**Problems to solve:**
**1)** Reproduce verbatim the portion of the door-knocking article starting at "Three things are" and ending at "a Vienna-area resident.".
**2)** According to the article on door-to-door campaigning in the 35th District, in what year did Jim Hyland lose his bid to become Providence District Supervisor?

Zen and the Art of Door Knocking

Zen and the Art of Door Knocking

Candidates in the 35th burn shoe leather for votes.

Three things are absolutely necessary to run for the House of Delegates in Vienna: tens of thousands of dollars, a list of likely voters in a gubernatorial election year and a pair of comfortable shoes.

Going door-to-door in election campaigns has become almost expected. Candidates and the major parties comb through voter registrations to be able to better target voters, and thousands of dollars are spent on slick mailers, yard signs and advertising.

But, the cheapest method of campaigning, just walking around and meeting the people, might work the best. "It's a good feeling, I'm glad they do it," said Norman Gotter, a Vienna-area resident.

Gotter said he typically votes Republican, but after meeting Del. Steve Shannon (D-35) he might switch sides. "He seemed a decent enough guy, and I might consider it," Gotter said.

Shannon and his opponent Jim Hyland (R) have been walking through neighborhoods in Vienna and Oakton in recent weeks, trying to meet as many people as they can.

Shannon is finishing his first term representing the 35th. Hyland lost in a bid to become Providence District Supervisor in 2003. He has never held elected office.

The district has been voting for Democrats in recent elections, but only slightly.

Both have found people raising some similar issues, and transportation usually comes in near the top of the list.

Both men would like to see some additional funding used for transportation, and neither supports using transportation funding in other areas of government.

Hyland would take from the state budget for transportation. "I think we should spend transportation money out of the general fund," he said.

Shannon said that there is resistance in the General Assembly to spending general fund money on transportation, since it takes away from other needs. Shannon would try to find ways to get other money shifted into the transportation fund.

**Record excerpts:**
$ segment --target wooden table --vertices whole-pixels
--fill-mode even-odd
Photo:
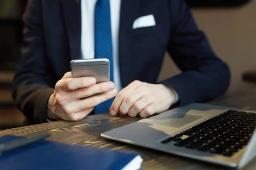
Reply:
[[[256,86],[245,85],[239,91],[228,93],[209,103],[256,110]],[[30,137],[51,133],[49,140],[82,146],[140,153],[144,159],[143,170],[227,170],[225,167],[205,163],[148,149],[102,138],[102,132],[132,123],[141,118],[113,117],[108,114],[92,115],[81,121],[57,121],[0,131],[0,136],[13,135]],[[255,170],[256,159],[244,170]]]

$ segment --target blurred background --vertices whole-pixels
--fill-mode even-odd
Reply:
[[[14,74],[21,59],[22,17],[26,1],[0,0],[0,130],[20,126],[25,120],[15,107],[11,89]],[[232,75],[229,91],[241,90],[244,74],[253,76],[253,71],[256,72],[256,0],[186,2],[214,50],[230,67]],[[251,71],[253,73],[247,74]],[[180,72],[166,54],[159,80]],[[252,79],[251,76],[246,78]]]

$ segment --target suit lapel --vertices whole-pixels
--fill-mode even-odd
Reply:
[[[122,0],[119,27],[119,65],[121,80],[123,87],[129,83],[127,79],[128,69],[130,65],[129,54],[130,46],[128,39],[132,31],[134,21],[138,17],[141,0]],[[133,62],[132,61],[131,62]],[[125,77],[125,79],[124,77]]]
[[[81,58],[80,0],[62,0],[64,21],[69,41],[71,60]]]

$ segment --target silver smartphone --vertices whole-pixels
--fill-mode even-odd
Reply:
[[[70,64],[73,77],[92,76],[97,83],[110,81],[110,62],[108,59],[74,60]]]

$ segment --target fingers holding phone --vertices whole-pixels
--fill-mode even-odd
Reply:
[[[96,65],[93,65],[95,62],[88,64],[88,60],[79,60],[74,62],[78,65],[71,65],[72,72],[67,73],[56,83],[48,101],[49,119],[80,120],[90,113],[95,106],[117,94],[115,85],[109,82],[109,63],[103,61],[101,62],[103,66],[100,66],[98,60],[94,60],[97,62]],[[84,62],[87,62],[85,65]],[[106,63],[107,65],[105,65]],[[73,77],[72,75],[78,77]],[[98,79],[101,82],[96,83]]]

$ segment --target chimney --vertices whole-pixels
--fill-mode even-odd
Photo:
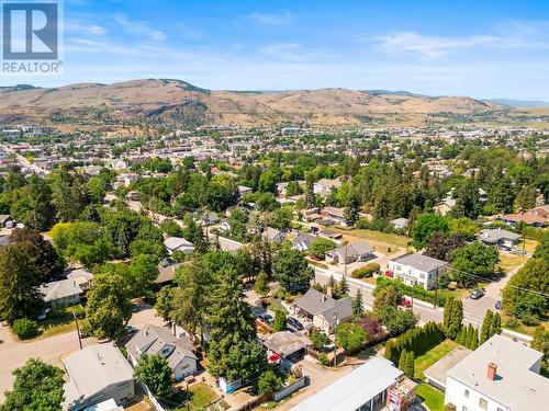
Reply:
[[[322,300],[327,301],[328,297],[332,297],[332,287],[330,286],[326,287],[326,295],[322,297]]]
[[[488,363],[488,373],[486,377],[490,380],[495,380],[495,372],[497,370],[497,364],[494,363]]]

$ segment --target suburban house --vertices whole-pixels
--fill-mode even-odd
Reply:
[[[298,403],[293,411],[405,410],[416,384],[383,357],[372,357]],[[389,408],[385,408],[389,406]],[[394,408],[393,408],[394,407]],[[461,411],[461,410],[460,410]]]
[[[285,235],[282,231],[272,227],[267,227],[261,237],[269,242],[282,242],[285,239]]]
[[[292,248],[300,251],[307,251],[311,248],[311,243],[317,238],[318,237],[310,235],[309,232],[299,232],[292,240]]]
[[[368,261],[376,258],[376,255],[373,254],[373,248],[369,243],[360,241],[328,251],[326,258],[339,264],[349,264],[355,261]]]
[[[254,190],[251,187],[247,187],[246,185],[238,185],[238,193],[240,194],[240,197],[244,197],[246,194],[253,193]]]
[[[91,281],[93,279],[93,274],[91,274],[86,269],[77,269],[68,273],[67,278],[75,281],[76,284],[80,286],[82,292],[86,293],[87,290],[90,289]]]
[[[544,354],[493,335],[447,372],[445,403],[462,411],[547,410]]]
[[[451,209],[456,206],[456,199],[455,198],[442,198],[440,202],[435,204],[433,209],[435,210],[436,214],[439,214],[441,216],[446,216],[448,213],[451,212]]]
[[[202,217],[200,217],[200,220],[199,220],[199,222],[205,227],[213,226],[214,224],[217,224],[219,221],[220,221],[220,217],[214,212],[204,213],[202,215]]]
[[[173,254],[175,251],[182,251],[184,254],[190,254],[194,251],[192,242],[187,241],[181,237],[168,237],[164,240],[164,246],[168,250],[168,254]]]
[[[446,272],[448,263],[419,253],[406,254],[389,261],[389,276],[401,278],[404,284],[421,285],[432,289],[438,275]]]
[[[80,302],[82,288],[75,279],[59,279],[41,285],[40,290],[44,296],[44,302],[52,307],[74,306]]]
[[[311,342],[291,331],[279,331],[267,336],[262,345],[267,349],[269,359],[274,356],[280,361],[295,362],[305,356],[305,349]]]
[[[303,296],[296,298],[294,306],[299,315],[312,320],[314,327],[327,334],[339,322],[352,317],[350,298],[334,299],[314,288],[309,288]]]
[[[408,219],[407,218],[395,218],[394,220],[389,221],[391,226],[393,226],[394,229],[396,230],[403,230],[408,226]]]
[[[495,230],[481,230],[477,238],[486,246],[498,246],[511,250],[513,246],[516,246],[518,240],[520,240],[520,235],[496,228]]]
[[[322,197],[327,197],[332,193],[332,189],[339,189],[341,186],[341,180],[339,179],[321,179],[313,184],[313,191]]]
[[[80,411],[109,399],[123,406],[135,397],[134,370],[114,343],[89,345],[63,364],[69,377],[64,410]]]
[[[347,221],[346,221],[345,216],[344,216],[345,208],[324,207],[322,209],[322,215],[323,215],[325,220],[335,221],[343,227],[347,226]]]
[[[506,214],[501,216],[500,219],[513,227],[518,222],[534,227],[546,227],[549,225],[549,205],[536,207],[528,212]]]
[[[143,354],[165,357],[178,381],[197,372],[198,358],[192,352],[189,338],[178,339],[163,327],[152,324],[144,327],[132,336],[125,347],[134,366]]]

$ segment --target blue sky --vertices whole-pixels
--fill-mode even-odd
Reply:
[[[65,72],[549,100],[549,1],[65,0]]]

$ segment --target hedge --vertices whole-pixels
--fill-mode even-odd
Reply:
[[[415,287],[411,287],[408,285],[405,285],[399,279],[391,279],[386,277],[378,277],[377,279],[377,287],[373,290],[373,295],[380,290],[385,288],[388,285],[392,284],[399,292],[399,294],[405,294],[407,296],[421,299],[423,301],[427,301],[430,304],[435,304],[435,292],[433,290],[426,290],[424,287],[421,285],[416,285]],[[445,288],[439,288],[437,290],[437,306],[444,307],[446,300],[448,298],[453,298],[453,294]]]
[[[29,318],[13,321],[11,329],[21,340],[30,339],[38,333],[38,324]]]
[[[350,276],[352,278],[367,278],[371,277],[376,273],[379,273],[379,270],[380,265],[378,263],[369,263],[363,267],[354,270],[352,273],[350,273]]]
[[[397,339],[388,341],[385,344],[385,358],[397,364],[402,351],[412,352],[415,357],[418,357],[445,340],[446,335],[442,326],[436,322],[427,322],[424,327],[415,327]]]

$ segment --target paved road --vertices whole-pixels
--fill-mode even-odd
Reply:
[[[163,319],[155,316],[155,310],[145,307],[135,312],[130,323],[137,329],[153,323],[163,326]],[[37,339],[21,342],[13,339],[7,326],[0,326],[0,403],[4,400],[4,391],[13,385],[12,372],[21,367],[29,358],[38,357],[46,363],[63,366],[61,358],[79,349],[78,334],[76,331],[66,332],[47,339]],[[88,346],[97,343],[93,338],[82,340],[82,345]]]

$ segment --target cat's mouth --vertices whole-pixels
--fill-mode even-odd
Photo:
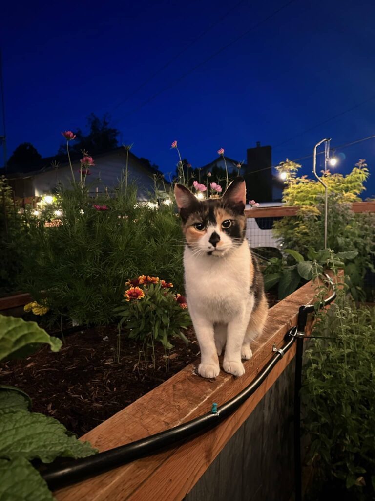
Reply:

**Problem solutions:**
**1)**
Three things are absolutely necessary to run for the House of Delegates in Vienna: tens of thousands of dollars, a list of likely voters in a gubernatorial election year and a pair of comfortable shoes.

Going door-to-door in election campaigns has become almost expected. Candidates and the major parties comb through voter registrations to be able to better target voters, and thousands of dollars are spent on slick mailers, yard signs and advertising.

But, the cheapest method of campaigning, just walking around and meeting the people, might work the best. "It's a good feeling, I'm glad they do it," said Norman Gotter, a Vienna-area resident.

**2)** 2003